Input records |
---------------

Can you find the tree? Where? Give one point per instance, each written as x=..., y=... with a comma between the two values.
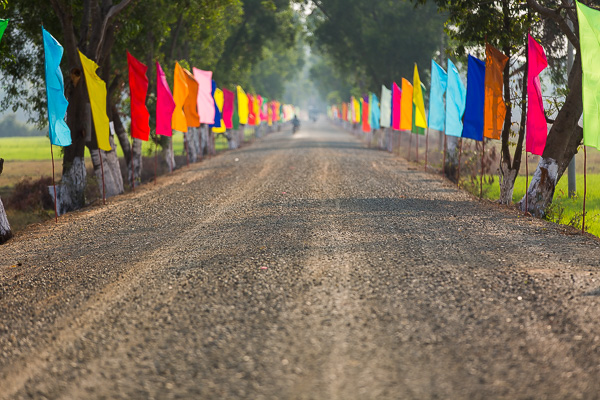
x=377, y=41
x=566, y=135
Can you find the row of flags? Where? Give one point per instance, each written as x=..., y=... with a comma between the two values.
x=474, y=111
x=477, y=110
x=195, y=100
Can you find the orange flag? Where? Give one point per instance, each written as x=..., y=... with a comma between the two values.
x=494, y=110
x=190, y=108
x=406, y=106
x=180, y=92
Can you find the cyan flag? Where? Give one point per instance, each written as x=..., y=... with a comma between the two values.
x=386, y=107
x=473, y=120
x=455, y=101
x=439, y=82
x=60, y=134
x=375, y=112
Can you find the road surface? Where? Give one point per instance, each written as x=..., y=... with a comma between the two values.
x=299, y=267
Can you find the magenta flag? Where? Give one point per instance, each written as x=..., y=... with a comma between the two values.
x=228, y=98
x=537, y=128
x=396, y=104
x=165, y=105
x=206, y=103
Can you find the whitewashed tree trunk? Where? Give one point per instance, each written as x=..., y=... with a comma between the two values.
x=507, y=183
x=70, y=194
x=169, y=154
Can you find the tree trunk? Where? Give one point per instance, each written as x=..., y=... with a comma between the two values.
x=563, y=140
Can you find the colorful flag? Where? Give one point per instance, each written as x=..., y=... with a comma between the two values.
x=138, y=89
x=257, y=105
x=437, y=111
x=251, y=114
x=190, y=107
x=589, y=38
x=205, y=103
x=396, y=106
x=218, y=116
x=60, y=134
x=385, y=116
x=375, y=112
x=228, y=100
x=219, y=102
x=97, y=94
x=406, y=106
x=456, y=97
x=165, y=105
x=473, y=119
x=537, y=128
x=180, y=92
x=494, y=111
x=3, y=25
x=364, y=102
x=242, y=105
x=420, y=116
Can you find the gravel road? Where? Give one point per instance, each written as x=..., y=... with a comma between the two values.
x=299, y=267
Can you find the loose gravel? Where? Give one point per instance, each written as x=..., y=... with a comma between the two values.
x=300, y=267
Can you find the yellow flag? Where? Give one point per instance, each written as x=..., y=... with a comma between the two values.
x=220, y=100
x=180, y=92
x=242, y=105
x=406, y=106
x=97, y=94
x=420, y=117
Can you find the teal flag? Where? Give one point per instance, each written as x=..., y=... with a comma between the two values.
x=437, y=111
x=60, y=134
x=375, y=112
x=385, y=120
x=3, y=25
x=456, y=98
x=589, y=39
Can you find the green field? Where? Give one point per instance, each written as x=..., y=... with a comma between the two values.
x=563, y=210
x=38, y=148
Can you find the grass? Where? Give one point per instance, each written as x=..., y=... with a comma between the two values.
x=564, y=210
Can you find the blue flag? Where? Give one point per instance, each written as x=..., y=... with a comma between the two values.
x=455, y=101
x=60, y=134
x=439, y=82
x=473, y=120
x=375, y=112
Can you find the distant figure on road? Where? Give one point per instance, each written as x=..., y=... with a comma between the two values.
x=295, y=124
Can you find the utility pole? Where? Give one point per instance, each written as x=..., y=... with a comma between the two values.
x=571, y=172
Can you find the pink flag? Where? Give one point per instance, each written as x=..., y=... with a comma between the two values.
x=165, y=105
x=396, y=106
x=537, y=128
x=206, y=104
x=228, y=97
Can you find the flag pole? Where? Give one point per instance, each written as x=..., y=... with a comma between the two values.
x=102, y=171
x=459, y=155
x=584, y=187
x=481, y=177
x=417, y=149
x=444, y=161
x=426, y=146
x=132, y=171
x=526, y=182
x=54, y=184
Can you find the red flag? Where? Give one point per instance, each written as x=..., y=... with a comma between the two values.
x=251, y=113
x=228, y=98
x=138, y=87
x=396, y=106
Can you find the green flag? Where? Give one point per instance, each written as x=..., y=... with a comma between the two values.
x=3, y=25
x=589, y=38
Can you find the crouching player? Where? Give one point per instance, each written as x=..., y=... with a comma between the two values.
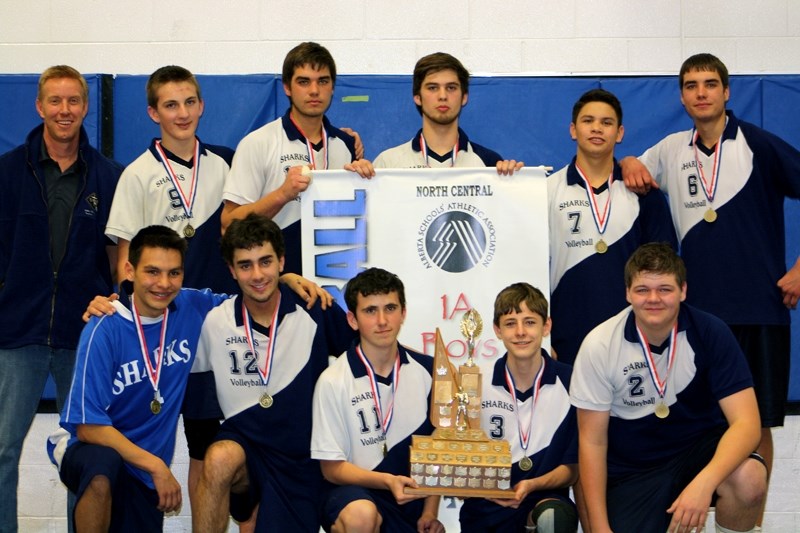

---------------

Short problem | Copy every line of the records above word for word, and leave the pictures out.

Task output |
Can you find the tree? Where? Give one point per instance, each written as x=..., y=... with a comma between the two values.
x=377, y=41
x=566, y=135
Can you find the row of flags? Where? Give one point per instance, each written as x=..., y=... with a comma between the two values.
x=474, y=111
x=477, y=110
x=195, y=100
Can you find the orange flag? Where? Give one point per instance, each written as x=..., y=... with a comma between the two values.
x=494, y=110
x=190, y=108
x=406, y=106
x=180, y=92
Can you find the cyan flag? Where? Give one point per instance, each written as x=..., y=... with a comma between the two values.
x=386, y=107
x=473, y=120
x=455, y=101
x=439, y=82
x=60, y=134
x=375, y=112
Can you find the road surface? Where? Give one point per instance, each written as x=..., y=... with a comma between the two values.
x=299, y=267
Can you find the magenta flag? Where? Give one point per instance, each written as x=..., y=... with a comma between the two values.
x=228, y=98
x=537, y=128
x=396, y=104
x=165, y=105
x=206, y=103
Can you find the whitewashed tree trunk? Where? Give one point per instance, each written as x=..., y=... with a comma between the two values.
x=507, y=183
x=70, y=194
x=169, y=154
Can you find the tree trunk? Where? Give one point per instance, each written as x=..., y=... with a comma between the two values.
x=563, y=140
Can you find the colorful flag? Where? Give one point per instance, each written as x=..., y=... with a comma between the two values.
x=138, y=89
x=257, y=105
x=437, y=111
x=251, y=114
x=190, y=107
x=589, y=38
x=205, y=103
x=396, y=106
x=218, y=116
x=60, y=134
x=385, y=116
x=375, y=112
x=228, y=100
x=219, y=102
x=97, y=94
x=406, y=106
x=456, y=97
x=165, y=105
x=473, y=119
x=537, y=128
x=180, y=92
x=494, y=111
x=3, y=25
x=364, y=102
x=242, y=105
x=420, y=116
Can you find the gravel road? Where? Give one point per instance, each written as x=..., y=... with a comma between the two values.
x=299, y=267
Can you find the loose gravel? Where? Give one point per instance, each written as x=..., y=... with a comma between the two values.
x=300, y=267
Can you find the yellow flag? Where? Give one point per instance, each written as x=..., y=... with a comma between the two values.
x=220, y=100
x=180, y=92
x=242, y=105
x=406, y=106
x=97, y=94
x=420, y=117
Can you find the teal flag? Where? Give one point per instance, each written as x=..., y=... with a comma between the two values.
x=437, y=111
x=60, y=134
x=375, y=112
x=385, y=120
x=3, y=25
x=456, y=98
x=589, y=39
Can you find the green field? Where? Give one point per instance, each written as x=..., y=... with a comma between the two values.
x=563, y=210
x=38, y=148
Can you find the grass? Where? Give one point per instance, each written as x=..., y=... with a comma between the two values.
x=564, y=210
Can you find the blue flag? Where? Give one point per instance, each written as x=..., y=... with a comma between the two values.
x=455, y=101
x=60, y=134
x=439, y=82
x=473, y=120
x=375, y=112
Can you find the distant figure on road? Where? Give one point per instance, each written as x=..., y=... with a comma between the two values.
x=295, y=124
Can you find the utility pole? Where? Give one point per instance, each written as x=..., y=... with a comma between the two values.
x=571, y=172
Can you find the pink flag? Where? Give one point per instance, each written as x=..., y=... with a comma between the two values.
x=165, y=105
x=396, y=106
x=537, y=128
x=206, y=104
x=228, y=97
Can you find the flag pole? Where? Give one point per instance, each written as x=..., y=... with a comma between the two values.
x=102, y=171
x=459, y=155
x=584, y=187
x=481, y=177
x=417, y=149
x=444, y=161
x=426, y=146
x=132, y=171
x=526, y=182
x=54, y=184
Can you find the red flag? Where? Give one point per instance, each written as x=..., y=... with a comma between the two values.
x=251, y=113
x=228, y=98
x=138, y=87
x=396, y=106
Can you find the green flag? Where? Give one point per instance, each written as x=..., y=... with a comma between the two values.
x=3, y=25
x=589, y=38
Can you find the crouching player? Where? Give one point per instance, each written as x=..., y=... with a comma between the two values.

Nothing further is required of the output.